**SUPPLIED TEXT**
--------------------------------
”I’m not from here,” Michael Patrick Thornton said at the beginning of Title and Deed. “I guess I never will be. That’s how being from somewhere works.” Unlike the unnamed traveler he played in that solo piece by Will Eno with Lookingglass Theatre Company last spring, Thornton is from here—specifically Jefferson Park, where he planted his own company, the Gift Theatre, in 2001.
Thornton’s performance in Title and Deed earned him your vote as best actor in our inaugural Theater Awards. We talked with Thornton about that show and his two big projects this season: directing Good for Otto, a world premiere by Tony-winning playwright David Rabe, at the Gift’s Jeff Park storefront space; and playing the title role in Shakespeare’s Richard III for director Jessica Thebus—a project they had underway at Evanston’s Next Theatre when it abruptly closed its doors last fall. That show will now be produced by the Gift at Steppenwolf’s Garage Theatre, where our conversation took place.
A world premiere by David Rabe is a huge coup for the Gift. How did your relationship with him come about?
Largely thanks to the School at Steppenwolf. There’s a buddy that I went through the school with named Jeremy Strong, and Jeremy knows Lily [Rabe, the playwright’s daughter] quite well. So for our 10-year anniversary, we asked playwrights we had produced if they would create a world-premiere, 10-minute play. So Jeremy hooked me up with David’s email address; I told him that we had already done Hurlyburly and Streamers and that we would love for him to consider our request, and he agreed. He’s written a 10-minute play for us every year since.
A 10-minute play is one thing; getting to debut a new full-length play by a 75-year-old Tony winner is another.
Yeah. With Good for Otto, he said, “I wrote a thing for a fund-raiser in the late ’90s; I think I might want to turn this into something bigger.” That began a, what, three-year process of talking about it. [When] he had a full draft, we did a Google Hangout read with him—which is kind of terrifying, knowing that this hero of yours is on the other end of the screen. [Eventually] he said, “If you guys want to do this, I’ll let you do it.” He could have gone to any other theater in the world, you know? It’s as bizarre and surreal as it sounds talking about it. This is a guy about whom I wrote a 100-page paper when I was at [the University of] Iowa. There are people on your bookshelf that you never believe you’ll have access to.
Later this season, you’re playing Richard III here at the Garage Theatre, a role you were supposed to have played last winter at Next.
--------------------------------
**STORED ROWS**
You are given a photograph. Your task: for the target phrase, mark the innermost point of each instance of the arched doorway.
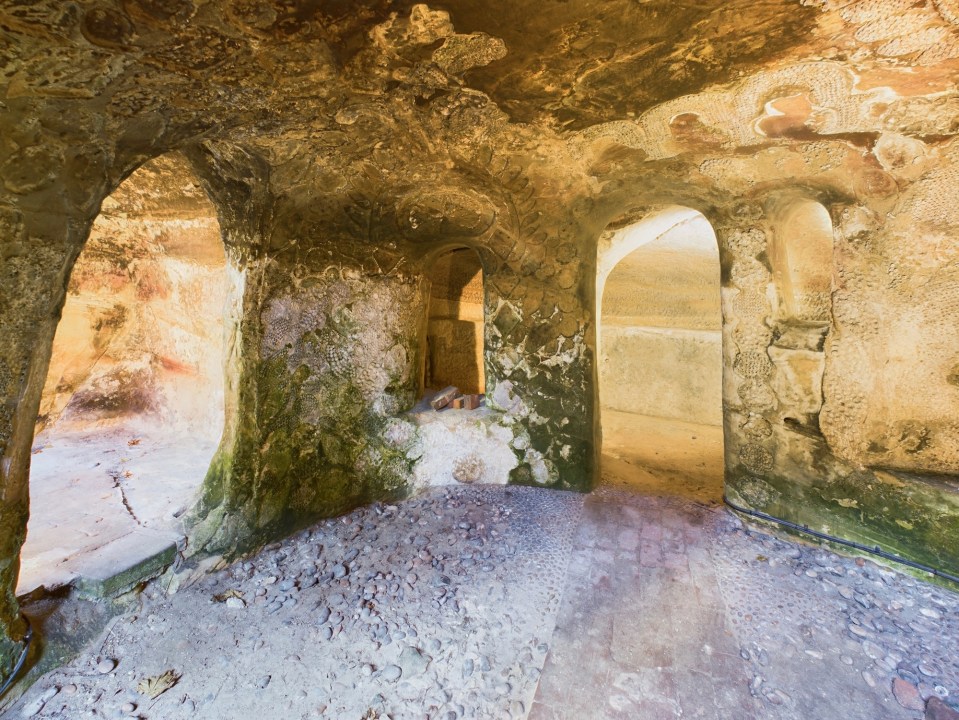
(132, 408)
(660, 359)
(454, 335)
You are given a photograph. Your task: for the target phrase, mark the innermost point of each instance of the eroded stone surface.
(342, 147)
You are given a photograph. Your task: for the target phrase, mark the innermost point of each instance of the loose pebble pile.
(445, 607)
(799, 608)
(441, 607)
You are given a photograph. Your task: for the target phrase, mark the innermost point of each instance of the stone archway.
(660, 352)
(454, 335)
(133, 405)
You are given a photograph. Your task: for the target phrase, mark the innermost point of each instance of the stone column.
(325, 354)
(540, 356)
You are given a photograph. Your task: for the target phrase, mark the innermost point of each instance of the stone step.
(120, 565)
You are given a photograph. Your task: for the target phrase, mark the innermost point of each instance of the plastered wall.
(661, 347)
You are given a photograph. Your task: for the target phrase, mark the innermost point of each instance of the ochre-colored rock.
(345, 149)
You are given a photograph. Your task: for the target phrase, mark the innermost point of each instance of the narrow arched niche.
(660, 351)
(454, 335)
(800, 254)
(133, 404)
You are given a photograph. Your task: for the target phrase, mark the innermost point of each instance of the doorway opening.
(454, 334)
(660, 350)
(132, 409)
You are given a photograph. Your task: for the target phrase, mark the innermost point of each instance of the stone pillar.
(748, 397)
(540, 356)
(325, 354)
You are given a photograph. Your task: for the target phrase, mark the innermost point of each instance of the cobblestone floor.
(645, 600)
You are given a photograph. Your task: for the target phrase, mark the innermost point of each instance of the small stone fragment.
(936, 709)
(907, 694)
(391, 673)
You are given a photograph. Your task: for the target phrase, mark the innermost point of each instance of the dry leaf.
(158, 684)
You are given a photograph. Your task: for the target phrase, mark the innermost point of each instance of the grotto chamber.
(398, 197)
(660, 353)
(133, 404)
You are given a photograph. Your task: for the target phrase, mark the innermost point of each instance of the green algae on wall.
(330, 361)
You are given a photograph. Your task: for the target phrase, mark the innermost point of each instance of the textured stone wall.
(345, 147)
(140, 337)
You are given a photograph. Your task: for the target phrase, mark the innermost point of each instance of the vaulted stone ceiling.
(112, 83)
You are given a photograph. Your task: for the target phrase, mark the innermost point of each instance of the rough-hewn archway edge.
(789, 471)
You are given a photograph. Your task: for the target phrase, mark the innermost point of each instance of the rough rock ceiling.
(152, 73)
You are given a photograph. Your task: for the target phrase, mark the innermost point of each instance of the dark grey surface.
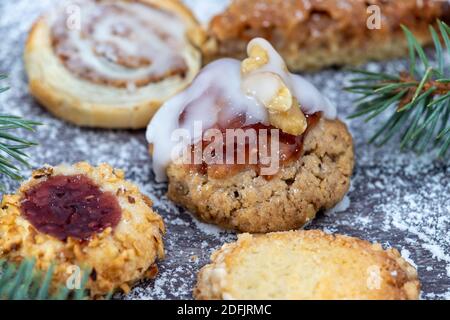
--------------------------------
**SHORT PROBLEM 1**
According to the Thornton interview, in what year did Thornton found the Gift Theatre?
**SHORT PROBLEM 2**
Please print the stretch of the Thornton interview from "Yeah. With Good" through "winter at Next.".
The lines have nothing to do with the Thornton interview.

**WRITTEN ANSWER 1**
2001

**WRITTEN ANSWER 2**
Yeah. With Good for Otto, he said, “I wrote a thing for a fund-raiser in the late ’90s; I think I might want to turn this into something bigger.” That began a, what, three-year process of talking about it. [When] he had a full draft, we did a Google Hangout read with him—which is kind of terrifying, knowing that this hero of yours is on the other end of the screen. [Eventually] he said, “If you guys want to do this, I’ll let you do it.” He could have gone to any other theater in the world, you know? It’s as bizarre and surreal as it sounds talking about it. This is a guy about whom I wrote a 100-page paper when I was at [the University of] Iowa. There are people on your bookshelf that you never believe you’ll have access to.
Later this season, you’re playing Richard III here at the Garage Theatre, a role you were supposed to have played last winter at Next.